DOCUMENT SECTION:
An open API service indexing awesome lists of open source software.

https://github.com/darklang/cloudsql-to-honeytail

A mechanism for reading postgres logs from CloudSQL to Honeycomb
https://github.com/darklang/cloudsql-to-honeytail

Last synced: 8 months ago
JSON representation

A mechanism for reading postgres logs from CloudSQL to Honeycomb

Awesome Lists containing this project

README

          

CloudSQL to Honeycomb
=====================

This is a docker image, to be run in a k8s cluster, to ingest Postgres logs from
[CloudSQL](https://cloud.google.com/sql/docs/postgres/) and send them off to
[honeycomb](https://www.honeycomb.io/).

The basic infrastructure to accomplish this requires using Cloud Pub/Sub to
send messages between CloudSQL and this program, which sends them to Honeycomb.

That is:

CloudSQL -> Stackdriver Logs -> Cloud Pub/Sub ->
cloudsqltail (this) -> honeytail -> honeycomb

Running the default command of the provided docker image will run a pipeline of
both cloudsqltail and honeytail, with the effect of reading from a specified
Pub/Sub Subscription and writing the resulting events into Honeycomb.

## Implementation

`cloudsqltail` is a small golang program that reads log messages from a Pub/Sub
Subscription, attempting to correctly order them and write them to STDOUT in a
format consumable by `honeytail`. The two details to note here are the
reordering and reformatting.

RECORD EXCERPTS:
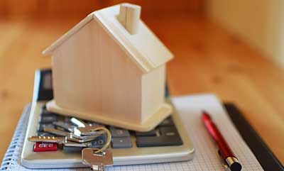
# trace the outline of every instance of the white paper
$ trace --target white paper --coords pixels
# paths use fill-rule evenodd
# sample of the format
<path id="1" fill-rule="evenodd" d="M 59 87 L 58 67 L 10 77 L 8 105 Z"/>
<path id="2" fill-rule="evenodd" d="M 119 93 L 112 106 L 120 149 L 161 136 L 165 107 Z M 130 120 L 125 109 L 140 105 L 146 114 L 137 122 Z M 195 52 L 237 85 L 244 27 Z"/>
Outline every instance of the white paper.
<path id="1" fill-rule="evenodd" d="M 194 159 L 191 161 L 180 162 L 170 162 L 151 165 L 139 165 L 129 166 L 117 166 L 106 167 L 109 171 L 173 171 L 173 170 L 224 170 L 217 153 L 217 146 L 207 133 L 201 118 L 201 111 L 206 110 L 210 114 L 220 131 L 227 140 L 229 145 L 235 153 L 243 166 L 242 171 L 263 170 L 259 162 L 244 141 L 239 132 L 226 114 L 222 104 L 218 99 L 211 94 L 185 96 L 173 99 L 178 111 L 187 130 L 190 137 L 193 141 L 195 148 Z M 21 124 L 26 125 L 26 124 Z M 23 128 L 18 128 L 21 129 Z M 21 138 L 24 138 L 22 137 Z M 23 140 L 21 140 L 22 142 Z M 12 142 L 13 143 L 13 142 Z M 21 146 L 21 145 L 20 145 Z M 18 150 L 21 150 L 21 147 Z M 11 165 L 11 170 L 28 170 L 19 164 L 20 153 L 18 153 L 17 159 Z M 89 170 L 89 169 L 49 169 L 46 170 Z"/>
--
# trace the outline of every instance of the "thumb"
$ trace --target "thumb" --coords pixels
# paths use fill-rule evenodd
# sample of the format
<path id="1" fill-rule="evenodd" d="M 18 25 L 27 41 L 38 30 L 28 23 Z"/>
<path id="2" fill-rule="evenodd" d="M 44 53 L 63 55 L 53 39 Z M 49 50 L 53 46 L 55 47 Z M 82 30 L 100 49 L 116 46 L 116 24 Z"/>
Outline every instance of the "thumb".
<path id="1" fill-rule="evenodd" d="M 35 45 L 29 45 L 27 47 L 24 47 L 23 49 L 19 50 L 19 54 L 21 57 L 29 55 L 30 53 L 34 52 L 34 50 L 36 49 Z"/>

WORK TO COMPLETE:
a) In the CloudSQL to Honeycomb README, what service carries messages between CloudSQL and the program?
b) Reproduce the CloudSQL to Honeycomb README word for word from "Running the default" to "events into Honeycomb.".
The records were drawn from a different source than the README.

ANSWERS PROVIDED:
a) Cloud Pub/Sub.

b)
Running the default command of the provided docker image will run a pipeline of
both cloudsqltail and honeytail, with the effect of reading from a specified
Pub/Sub Subscription and writing the resulting events into Honeycomb.